Extracto de la fuente >>
El hilo de la gobernabilidad mexicana cada vez se adelgaza más y más, amenaza con reventarse y nos pone en riesgo a todos. La crisis de gobernabilidad es una suma de la violencia desatada en todo el territorio nacional, de lo hueco de la democracia, la ineficacia y corrupción de la clase política pero sobre todo de la cada vez mayor desigualdad social que da oxígeno y fortaleza a todo tipo de conductas ilegales, negativas aun si se cubren de manto justiciero. Con una inercia casi perfecta, caminando sola, agotada su capacidad de asombro y reacción ante escándalos que suben de tono, la política mexicana es ajena a las preocupaciones de la gente. La política nacional se ha vuelto un embudo que detiene la expresión auténtica de la ciudadanía, un conjunto de actos y personajes que la asumen como una actividad más, vacía de sentido social y democrático. Esa es la gran crisis de México, una política que lleva a elecciones mercantiles para formar gobiernos inútiles; son pocas las excepciones en todos los niveles.
El fracaso de las reformas estructurales, al menos en lo económico, arroja una frágil economía que por sus efectos en salarios, carestía y cadena productiva amenaza con colocarnos en los linderos de la violencia social, de la auténtica y la manipulada. Es muy grave que se insista en medidas recaudatorias como ocurre con el llamado gasolinazo, para equilibrar presupuestos que no van a programas, servicios y reactivación de la economía para beneficio popular. Con los aumentos a los combustibles y a la luz se generan presiones muy fuertes a los precios, se deterioran las condiciones de vida de la gente y se crea un ambiente de repudio social a las instituciones que la población no ve que le sirvan para algo.

Material de entrada >>
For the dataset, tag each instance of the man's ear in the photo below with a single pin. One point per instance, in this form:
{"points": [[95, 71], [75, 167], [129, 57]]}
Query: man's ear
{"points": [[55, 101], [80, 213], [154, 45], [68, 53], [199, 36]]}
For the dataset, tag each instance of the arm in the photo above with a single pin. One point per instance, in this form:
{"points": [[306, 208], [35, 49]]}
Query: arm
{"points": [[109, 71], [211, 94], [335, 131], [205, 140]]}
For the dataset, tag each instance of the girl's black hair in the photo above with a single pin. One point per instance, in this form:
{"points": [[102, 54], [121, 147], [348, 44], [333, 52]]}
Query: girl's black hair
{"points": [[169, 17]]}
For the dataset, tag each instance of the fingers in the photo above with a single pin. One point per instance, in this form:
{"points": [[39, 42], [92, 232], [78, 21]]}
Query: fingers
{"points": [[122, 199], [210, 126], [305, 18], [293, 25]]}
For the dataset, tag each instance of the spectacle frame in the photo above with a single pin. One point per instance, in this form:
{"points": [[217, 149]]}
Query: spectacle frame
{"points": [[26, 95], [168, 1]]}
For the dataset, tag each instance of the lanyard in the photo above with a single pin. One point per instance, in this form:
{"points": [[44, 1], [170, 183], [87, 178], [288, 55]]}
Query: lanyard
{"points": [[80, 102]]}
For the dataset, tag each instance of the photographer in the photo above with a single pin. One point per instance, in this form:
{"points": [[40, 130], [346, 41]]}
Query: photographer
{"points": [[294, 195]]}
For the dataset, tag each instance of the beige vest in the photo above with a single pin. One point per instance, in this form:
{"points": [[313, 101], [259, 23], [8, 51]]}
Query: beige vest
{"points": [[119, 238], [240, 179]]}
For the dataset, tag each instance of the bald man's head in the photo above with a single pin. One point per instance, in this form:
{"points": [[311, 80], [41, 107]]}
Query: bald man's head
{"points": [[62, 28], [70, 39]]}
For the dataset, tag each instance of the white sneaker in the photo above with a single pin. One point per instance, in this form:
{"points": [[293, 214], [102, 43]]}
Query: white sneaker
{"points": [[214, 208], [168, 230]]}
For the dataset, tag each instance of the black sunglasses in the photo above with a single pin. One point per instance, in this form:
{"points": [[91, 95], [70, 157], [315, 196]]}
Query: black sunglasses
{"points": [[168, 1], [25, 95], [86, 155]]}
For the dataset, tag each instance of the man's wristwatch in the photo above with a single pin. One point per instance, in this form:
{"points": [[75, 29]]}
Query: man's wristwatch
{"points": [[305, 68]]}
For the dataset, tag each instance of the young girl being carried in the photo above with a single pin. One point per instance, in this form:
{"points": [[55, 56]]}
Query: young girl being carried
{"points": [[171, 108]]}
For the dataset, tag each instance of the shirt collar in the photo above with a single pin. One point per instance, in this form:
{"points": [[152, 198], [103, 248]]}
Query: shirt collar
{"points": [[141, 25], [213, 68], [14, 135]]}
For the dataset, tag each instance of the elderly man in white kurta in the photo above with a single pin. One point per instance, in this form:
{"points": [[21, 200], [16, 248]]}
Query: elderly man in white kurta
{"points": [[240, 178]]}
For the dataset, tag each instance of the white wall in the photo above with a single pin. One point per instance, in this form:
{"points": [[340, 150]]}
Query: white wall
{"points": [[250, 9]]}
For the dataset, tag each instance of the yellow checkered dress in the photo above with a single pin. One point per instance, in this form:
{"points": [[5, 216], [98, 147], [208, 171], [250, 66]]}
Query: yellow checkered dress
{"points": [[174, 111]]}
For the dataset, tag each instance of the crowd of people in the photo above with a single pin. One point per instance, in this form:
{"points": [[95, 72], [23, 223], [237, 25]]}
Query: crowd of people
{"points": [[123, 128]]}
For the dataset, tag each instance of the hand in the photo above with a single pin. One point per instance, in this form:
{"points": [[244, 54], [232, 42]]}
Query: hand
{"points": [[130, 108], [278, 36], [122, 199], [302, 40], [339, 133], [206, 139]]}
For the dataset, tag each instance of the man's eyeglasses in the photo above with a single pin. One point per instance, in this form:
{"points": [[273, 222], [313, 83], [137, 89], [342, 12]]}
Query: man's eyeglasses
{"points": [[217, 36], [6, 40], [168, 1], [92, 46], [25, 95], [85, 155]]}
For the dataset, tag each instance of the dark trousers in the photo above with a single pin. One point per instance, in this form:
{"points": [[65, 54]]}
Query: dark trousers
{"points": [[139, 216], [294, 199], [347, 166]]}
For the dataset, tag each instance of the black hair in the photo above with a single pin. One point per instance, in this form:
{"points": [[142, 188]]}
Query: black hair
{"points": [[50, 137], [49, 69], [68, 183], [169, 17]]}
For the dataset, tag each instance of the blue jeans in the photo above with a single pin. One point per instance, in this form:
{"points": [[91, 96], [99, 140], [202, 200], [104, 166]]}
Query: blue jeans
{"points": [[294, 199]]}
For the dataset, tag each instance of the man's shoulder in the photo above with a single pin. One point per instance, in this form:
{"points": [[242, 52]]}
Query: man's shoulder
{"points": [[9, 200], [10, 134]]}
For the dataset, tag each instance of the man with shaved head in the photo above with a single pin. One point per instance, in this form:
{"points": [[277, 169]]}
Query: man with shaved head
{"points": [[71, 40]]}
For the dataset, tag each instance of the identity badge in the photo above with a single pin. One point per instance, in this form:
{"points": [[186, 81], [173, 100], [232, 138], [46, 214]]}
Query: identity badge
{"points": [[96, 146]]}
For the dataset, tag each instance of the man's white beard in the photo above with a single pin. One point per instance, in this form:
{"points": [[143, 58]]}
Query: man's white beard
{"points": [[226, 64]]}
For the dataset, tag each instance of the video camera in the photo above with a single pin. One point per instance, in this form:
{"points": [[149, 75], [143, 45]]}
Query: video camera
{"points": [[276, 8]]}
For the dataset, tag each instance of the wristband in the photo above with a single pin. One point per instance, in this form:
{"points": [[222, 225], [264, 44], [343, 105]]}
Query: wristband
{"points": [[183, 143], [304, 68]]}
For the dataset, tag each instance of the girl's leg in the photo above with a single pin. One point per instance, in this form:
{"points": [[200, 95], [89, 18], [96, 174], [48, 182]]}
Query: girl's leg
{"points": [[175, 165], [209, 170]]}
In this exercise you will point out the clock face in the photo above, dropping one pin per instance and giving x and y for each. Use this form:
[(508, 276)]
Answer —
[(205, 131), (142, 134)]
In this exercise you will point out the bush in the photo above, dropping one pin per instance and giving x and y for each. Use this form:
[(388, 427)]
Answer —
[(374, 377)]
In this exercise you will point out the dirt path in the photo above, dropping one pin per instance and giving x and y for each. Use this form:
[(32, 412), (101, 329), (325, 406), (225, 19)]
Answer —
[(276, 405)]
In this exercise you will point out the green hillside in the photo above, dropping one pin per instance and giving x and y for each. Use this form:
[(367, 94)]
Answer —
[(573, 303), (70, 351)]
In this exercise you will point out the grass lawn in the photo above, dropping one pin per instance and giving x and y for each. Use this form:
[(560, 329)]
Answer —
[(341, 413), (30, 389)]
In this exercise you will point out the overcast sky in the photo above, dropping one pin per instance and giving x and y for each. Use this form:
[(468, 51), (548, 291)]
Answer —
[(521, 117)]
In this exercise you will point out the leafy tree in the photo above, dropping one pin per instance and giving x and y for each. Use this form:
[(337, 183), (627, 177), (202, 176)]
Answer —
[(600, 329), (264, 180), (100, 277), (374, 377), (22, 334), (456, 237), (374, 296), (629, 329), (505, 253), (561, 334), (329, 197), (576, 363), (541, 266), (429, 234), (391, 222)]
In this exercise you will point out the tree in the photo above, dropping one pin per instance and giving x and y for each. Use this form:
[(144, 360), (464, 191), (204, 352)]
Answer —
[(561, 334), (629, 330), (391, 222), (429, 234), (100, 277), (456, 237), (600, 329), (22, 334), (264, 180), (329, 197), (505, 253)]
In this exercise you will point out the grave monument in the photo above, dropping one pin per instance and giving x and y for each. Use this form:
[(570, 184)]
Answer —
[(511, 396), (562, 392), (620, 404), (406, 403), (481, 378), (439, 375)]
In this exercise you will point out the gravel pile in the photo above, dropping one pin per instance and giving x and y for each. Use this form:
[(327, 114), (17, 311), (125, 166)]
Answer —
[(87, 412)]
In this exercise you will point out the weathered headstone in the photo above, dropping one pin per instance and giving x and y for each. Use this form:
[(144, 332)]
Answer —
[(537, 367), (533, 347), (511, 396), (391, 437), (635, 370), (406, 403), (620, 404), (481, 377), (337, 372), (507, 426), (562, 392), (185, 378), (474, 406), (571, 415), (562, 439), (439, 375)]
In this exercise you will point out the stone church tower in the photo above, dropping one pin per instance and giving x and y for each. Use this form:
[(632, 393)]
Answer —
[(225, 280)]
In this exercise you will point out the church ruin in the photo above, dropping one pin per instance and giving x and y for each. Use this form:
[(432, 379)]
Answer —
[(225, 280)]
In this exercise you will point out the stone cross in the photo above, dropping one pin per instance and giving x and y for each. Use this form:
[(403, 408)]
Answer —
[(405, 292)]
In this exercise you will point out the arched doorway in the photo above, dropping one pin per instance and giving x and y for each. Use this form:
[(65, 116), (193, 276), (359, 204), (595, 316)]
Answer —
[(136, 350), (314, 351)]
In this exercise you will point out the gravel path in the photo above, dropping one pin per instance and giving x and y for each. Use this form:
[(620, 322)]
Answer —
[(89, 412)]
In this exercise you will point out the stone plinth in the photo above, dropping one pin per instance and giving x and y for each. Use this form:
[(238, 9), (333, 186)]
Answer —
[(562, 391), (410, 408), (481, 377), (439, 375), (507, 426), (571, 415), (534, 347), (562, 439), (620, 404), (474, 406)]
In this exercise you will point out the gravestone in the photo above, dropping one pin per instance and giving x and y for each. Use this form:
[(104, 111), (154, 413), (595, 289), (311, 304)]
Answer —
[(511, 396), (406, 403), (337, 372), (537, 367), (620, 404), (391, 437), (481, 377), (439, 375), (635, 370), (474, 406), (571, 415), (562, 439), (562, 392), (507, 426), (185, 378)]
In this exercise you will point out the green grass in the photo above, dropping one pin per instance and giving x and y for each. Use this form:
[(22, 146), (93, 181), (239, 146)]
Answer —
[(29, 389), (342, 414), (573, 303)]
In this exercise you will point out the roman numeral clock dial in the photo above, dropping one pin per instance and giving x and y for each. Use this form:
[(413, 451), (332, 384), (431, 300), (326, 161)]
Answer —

Lista de tareas >>
1. Responde a partir del texto sobre la gobernabilidad mexicana:
(a) ¿En qué se ha vuelto la política nacional?
(b) ¿Cuál es la medida recaudatoria que se nombra?
(c) ¿Qué aumentos generan presiones muy fuertes a los precios?
2. Organiza como tabla Markdown, con las columnas Número y Línea del listado, las líneas del listado desde la que contiene "In this exercise you will point out the stone cross" hasta la que contiene "[(29, 389), (342, 414), (573, 303)]", ambas incluidas. Deja fuera las líneas en blanco.

Las respuestas >>
1.
(a) En un embudo que detiene la expresión auténtica de la ciudadanía.
(b) El llamado gasolinazo.
(c) Los aumentos a los combustibles y a la luz.

2.
| Número | Línea del listado |
|---|---|
| 1 | In this exercise you will point out the stone cross in the photo above, dropping one pin per instance and giving x and y for each. Use this form: |
| 2 | [(403, 408)] |
| 3 | Answer — |
| 4 | [(405, 292)] |
| 5 | In this exercise you will point out the arched doorway in the photo above, dropping one pin per instance and giving x and y for each. Use this form: |
| 6 | [(65, 116), (193, 276), (359, 204), (595, 316)] |
| 7 | Answer — |
| 8 | [(136, 350), (314, 351)] |
| 9 | In this exercise you will point out the gravel path in the photo above, dropping one pin per instance and giving x and y for each. Use this form: |
| 10 | [(620, 322)] |
| 11 | Answer — |
| 12 | [(89, 412)] |
| 13 | In this exercise you will point out the stone plinth in the photo above, dropping one pin per instance and giving x and y for each. Use this form: |
| 14 | [(238, 9), (333, 186)] |
| 15 | Answer — |
| 16 | [(562, 391), (410, 408), (481, 377), (439, 375), (507, 426), (571, 415), (534, 347), (562, 439), (620, 404), (474, 406)] |
| 17 | In this exercise you will point out the gravestone in the photo above, dropping one pin per instance and giving x and y for each. Use this form: |
| 18 | [(104, 111), (154, 413), (595, 289), (311, 304)] |
| 19 | Answer — |
| 20 | [(511, 396), (406, 403), (337, 372), (537, 367), (620, 404), (391, 437), (481, 377), (439, 375), (635, 370), (474, 406), (571, 415), (562, 439), (562, 392), (507, 426), (185, 378)] |
| 21 | In this exercise you will point out the green grass in the photo above, dropping one pin per instance and giving x and y for each. Use this form: |
| 22 | [(22, 146), (93, 181), (239, 146)] |
| 23 | Answer — |
| 24 | [(29, 389), (342, 414), (573, 303)] |